-- Begin Extract to read --

Grace: It’s Not Just What You Say Before Dinner

I had the start of a post about newer writers, and how they comport themselves the first time someone turns a critical eye upon their work.  Usually, it’s not pretty.

Usually, it involves a whole lot of drama and flouncing.

Surely, I thought, though there are notable exceptions. Most established authors don’t react so viscerally.

Way to make me have to rethink my whole post, Alice Hoffman.

The short(ish) version, for those who haven’t followed teh dramaz over the last few days:  Roberta Silman published her review of Hoffman’s newest book, The Story Sisters, in the Boston Sunday Globe last weekend.  It wasn’t a ringing endorsement by any means, pointing out what Silman felt were serious flaws in both the writing and the book’s major plot points.  It’s not a mean-spirited review — Silman mentions up front that she’s enjoyed Hoffman’s writing in the past, and this book failed to live up to its predecessors.  That’s not cruel; it’s honest.  Silman expects better from this writer.

-- End Extract to read --
-- Begin Record set --

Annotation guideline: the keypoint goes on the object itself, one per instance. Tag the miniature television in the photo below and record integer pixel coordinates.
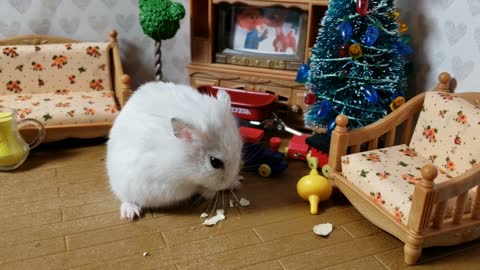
(264, 36)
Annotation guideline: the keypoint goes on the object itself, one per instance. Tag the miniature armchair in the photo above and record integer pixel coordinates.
(421, 186)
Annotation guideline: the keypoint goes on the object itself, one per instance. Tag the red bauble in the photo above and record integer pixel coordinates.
(362, 7)
(310, 98)
(344, 50)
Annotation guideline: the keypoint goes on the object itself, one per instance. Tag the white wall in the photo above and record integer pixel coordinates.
(446, 35)
(92, 20)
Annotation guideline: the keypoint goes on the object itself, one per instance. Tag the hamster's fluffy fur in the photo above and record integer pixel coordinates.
(155, 161)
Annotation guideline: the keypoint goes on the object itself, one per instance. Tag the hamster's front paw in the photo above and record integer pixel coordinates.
(129, 211)
(208, 194)
(234, 185)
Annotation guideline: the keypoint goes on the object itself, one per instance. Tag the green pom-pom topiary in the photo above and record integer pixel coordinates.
(160, 19)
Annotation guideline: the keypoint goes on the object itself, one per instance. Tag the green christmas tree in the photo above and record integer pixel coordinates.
(357, 66)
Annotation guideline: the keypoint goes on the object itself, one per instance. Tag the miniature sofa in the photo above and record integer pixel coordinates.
(423, 189)
(75, 89)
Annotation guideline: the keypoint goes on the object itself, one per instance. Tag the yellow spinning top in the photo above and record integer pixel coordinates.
(314, 188)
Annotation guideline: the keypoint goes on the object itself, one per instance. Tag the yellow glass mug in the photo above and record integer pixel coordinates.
(13, 149)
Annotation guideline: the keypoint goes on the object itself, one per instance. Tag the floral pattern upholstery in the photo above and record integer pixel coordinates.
(446, 135)
(58, 84)
(64, 108)
(448, 132)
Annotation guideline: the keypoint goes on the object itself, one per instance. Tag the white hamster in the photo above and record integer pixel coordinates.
(170, 142)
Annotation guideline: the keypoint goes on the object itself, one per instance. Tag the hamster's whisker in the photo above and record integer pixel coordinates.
(223, 199)
(214, 205)
(208, 206)
(234, 196)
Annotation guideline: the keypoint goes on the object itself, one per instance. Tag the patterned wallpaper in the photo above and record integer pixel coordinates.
(446, 35)
(92, 20)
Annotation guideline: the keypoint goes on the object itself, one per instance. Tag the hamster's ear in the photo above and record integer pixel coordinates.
(181, 129)
(223, 97)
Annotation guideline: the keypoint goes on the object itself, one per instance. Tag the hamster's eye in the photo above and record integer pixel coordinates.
(216, 163)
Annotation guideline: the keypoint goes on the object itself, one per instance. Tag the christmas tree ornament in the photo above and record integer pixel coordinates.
(395, 14)
(403, 27)
(344, 50)
(403, 49)
(362, 7)
(371, 35)
(397, 102)
(343, 74)
(345, 29)
(405, 39)
(331, 126)
(355, 51)
(302, 73)
(324, 109)
(370, 94)
(310, 99)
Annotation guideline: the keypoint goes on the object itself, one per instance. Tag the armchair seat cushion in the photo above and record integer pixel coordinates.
(64, 107)
(388, 176)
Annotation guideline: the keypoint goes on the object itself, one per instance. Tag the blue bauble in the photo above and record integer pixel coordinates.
(403, 49)
(397, 94)
(345, 29)
(331, 126)
(371, 35)
(302, 73)
(370, 94)
(324, 108)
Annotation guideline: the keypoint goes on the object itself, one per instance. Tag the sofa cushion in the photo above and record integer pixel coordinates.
(28, 69)
(389, 176)
(448, 132)
(64, 107)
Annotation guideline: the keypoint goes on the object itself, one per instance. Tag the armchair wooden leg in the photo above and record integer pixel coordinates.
(412, 250)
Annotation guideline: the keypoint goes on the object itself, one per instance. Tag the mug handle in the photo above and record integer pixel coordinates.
(41, 131)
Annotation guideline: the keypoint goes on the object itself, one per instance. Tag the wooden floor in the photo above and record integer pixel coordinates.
(57, 213)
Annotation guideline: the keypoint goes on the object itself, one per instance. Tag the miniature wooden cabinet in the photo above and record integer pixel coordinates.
(273, 75)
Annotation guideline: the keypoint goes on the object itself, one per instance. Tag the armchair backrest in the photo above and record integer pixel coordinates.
(448, 133)
(55, 68)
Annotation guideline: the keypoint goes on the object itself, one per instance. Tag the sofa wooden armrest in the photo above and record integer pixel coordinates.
(123, 89)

-- End Record set --

What the exercise asks:
Extend the post about how writers react to criticism of their work, starting right after its final sentence.

Output below:
Alice Hoffman, however, didn’t see it that way.  She fired off 27 rather angry tweets, (“Roberta Silman in the Boston Globe is a moron. How do some people get to review books? And give the plot away.”), and supplying her phone number and e-mail address to her followers, requesting that they let her know what they think of “snarky critics”.  (Hoffman’s twitter account has been deleted, but you can see some of the now-infamous tweets screencapped over at Gawker.)

After ye olde interwebs finished their analysis of the event, Hoffman issued an “apology” via The Christian Science Monitor:

I feel this whole situation has been completely blown out of proportion. Of course I was dismayed by Roberta Silman’s review which gave away the plot of the novel, and in the heat of the moment I responded strongly and I wish I hadn’t. I’m sorry if I offended anyone. Reviewers are entitled to their opinions and that’s the name of the game in publishing. I hope my readers understand that I didn’t mean to hurt anyone and I’m truly sorry if I did.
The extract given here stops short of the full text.